_OBJECTIVE_
Rewrite every line of the records from the line containing "tag purple stripe on pants" through the end of the records, offsetting each bounding-box coordinate by adding 108 and leaving all other lines unchanged. Omit the pictures from your answer.

_____

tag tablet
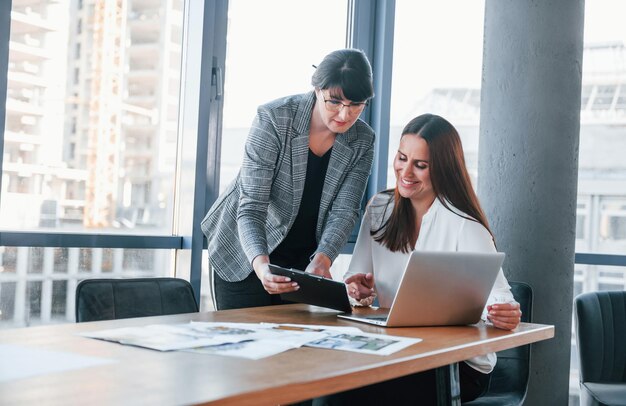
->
[269,264,352,312]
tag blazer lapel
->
[289,92,315,219]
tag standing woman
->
[202,49,374,310]
[316,114,521,405]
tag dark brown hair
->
[370,114,493,253]
[311,48,374,102]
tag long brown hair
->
[370,114,493,253]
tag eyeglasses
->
[320,89,367,114]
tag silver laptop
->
[337,251,504,327]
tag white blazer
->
[344,193,514,373]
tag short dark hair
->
[311,48,374,102]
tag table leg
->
[435,362,461,406]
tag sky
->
[218,0,626,128]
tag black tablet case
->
[270,264,352,313]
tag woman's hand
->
[344,273,374,300]
[487,303,522,330]
[252,255,300,295]
[305,252,333,279]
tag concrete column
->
[478,0,584,405]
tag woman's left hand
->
[487,303,522,330]
[306,252,333,279]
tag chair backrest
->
[464,281,533,406]
[76,278,198,323]
[574,291,626,383]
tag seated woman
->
[316,114,521,405]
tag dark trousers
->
[212,272,287,310]
[313,362,491,406]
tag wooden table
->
[0,304,554,405]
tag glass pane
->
[220,0,348,191]
[387,0,485,187]
[0,247,174,328]
[570,0,626,404]
[0,0,183,234]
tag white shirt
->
[344,193,514,374]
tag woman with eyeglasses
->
[314,114,521,406]
[202,49,374,310]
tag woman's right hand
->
[344,273,374,300]
[252,255,300,295]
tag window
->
[220,0,348,191]
[570,0,626,404]
[387,0,484,187]
[0,0,183,325]
[0,0,182,235]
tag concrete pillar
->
[478,0,584,405]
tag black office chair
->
[574,291,626,406]
[76,278,198,323]
[463,281,533,406]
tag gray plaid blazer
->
[201,92,374,282]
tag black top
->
[270,148,332,271]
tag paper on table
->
[81,322,421,359]
[305,333,422,355]
[0,344,117,382]
[81,322,326,351]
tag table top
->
[0,304,554,405]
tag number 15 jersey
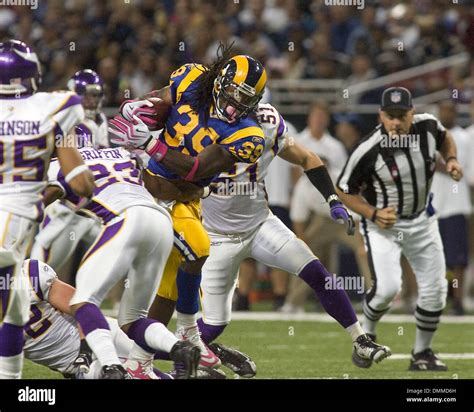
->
[0,92,84,220]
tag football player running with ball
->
[110,48,267,374]
[112,45,390,375]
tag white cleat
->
[175,325,221,369]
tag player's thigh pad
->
[158,202,210,301]
[361,222,402,310]
[0,212,36,326]
[403,216,448,312]
[251,215,317,275]
[201,233,251,325]
[171,203,210,262]
[118,208,173,326]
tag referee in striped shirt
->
[337,87,462,371]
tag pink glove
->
[108,115,168,162]
[119,99,158,129]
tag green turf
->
[23,321,474,379]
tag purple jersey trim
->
[277,114,286,139]
[54,94,82,114]
[84,200,118,224]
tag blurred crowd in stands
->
[0,0,474,106]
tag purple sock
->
[153,368,173,379]
[127,318,157,353]
[299,260,357,328]
[198,318,227,345]
[0,323,23,356]
[155,350,171,360]
[74,303,110,336]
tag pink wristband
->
[184,157,199,182]
[145,139,168,162]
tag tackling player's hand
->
[446,158,463,182]
[108,116,168,162]
[119,99,158,129]
[371,206,397,229]
[329,200,349,225]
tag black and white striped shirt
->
[337,113,446,217]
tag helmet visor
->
[216,83,261,123]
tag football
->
[148,97,171,130]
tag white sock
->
[0,353,23,379]
[362,316,378,335]
[145,322,178,353]
[413,328,435,353]
[176,312,197,329]
[346,321,365,342]
[86,329,122,366]
[128,342,155,362]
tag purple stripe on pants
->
[0,323,23,356]
[28,259,44,300]
[81,219,125,264]
[0,266,15,320]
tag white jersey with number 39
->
[202,103,288,233]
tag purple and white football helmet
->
[67,69,104,120]
[0,40,41,95]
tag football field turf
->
[23,314,474,379]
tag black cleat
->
[352,334,392,368]
[72,352,92,373]
[197,366,227,379]
[408,349,448,371]
[209,343,257,378]
[170,340,201,379]
[100,365,131,379]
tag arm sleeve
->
[424,113,446,150]
[23,259,58,303]
[336,146,367,195]
[273,113,289,156]
[169,63,205,104]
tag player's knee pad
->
[3,276,30,326]
[0,247,16,269]
[417,278,448,312]
[367,280,402,310]
[274,237,317,275]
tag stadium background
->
[0,0,474,377]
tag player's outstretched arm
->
[278,142,353,227]
[440,131,463,181]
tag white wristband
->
[64,165,89,183]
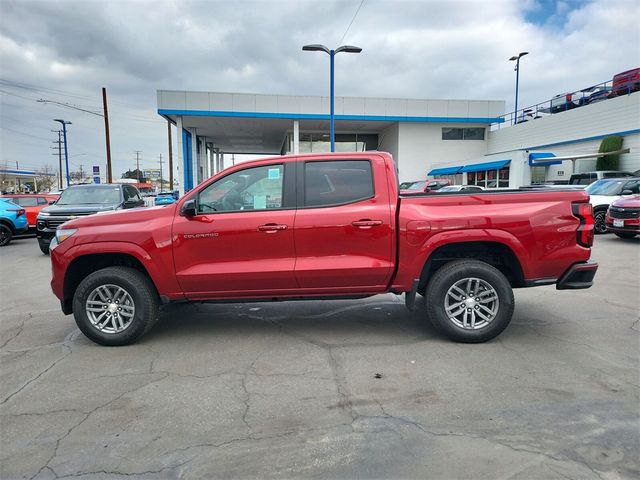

_____

_COMPLETED EXERCISE_
tag purple stripe on pants
->
[108,431,131,464]
[136,367,152,408]
[189,327,233,372]
[108,374,123,428]
tag white jersey with number 39
->
[310,211,396,341]
tag purple and white football helmet
->
[175,177,212,228]
[108,148,149,203]
tag football field turf
->
[131,422,582,487]
tag black cleat
->
[460,442,500,476]
[180,460,200,481]
[305,474,335,487]
[516,457,556,479]
[317,451,365,486]
[278,448,309,487]
[208,473,239,487]
tag arm sleeve
->
[532,221,554,258]
[131,367,166,411]
[444,254,475,303]
[381,221,397,264]
[277,171,313,212]
tag player's knee pad
->
[111,384,138,434]
[108,355,124,377]
[525,386,556,420]
[475,388,510,418]
[382,345,425,383]
tag stadium background
->
[108,108,582,485]
tag player's outstretched arm
->
[386,250,461,335]
[548,239,571,289]
tag white wristband
->
[172,273,197,291]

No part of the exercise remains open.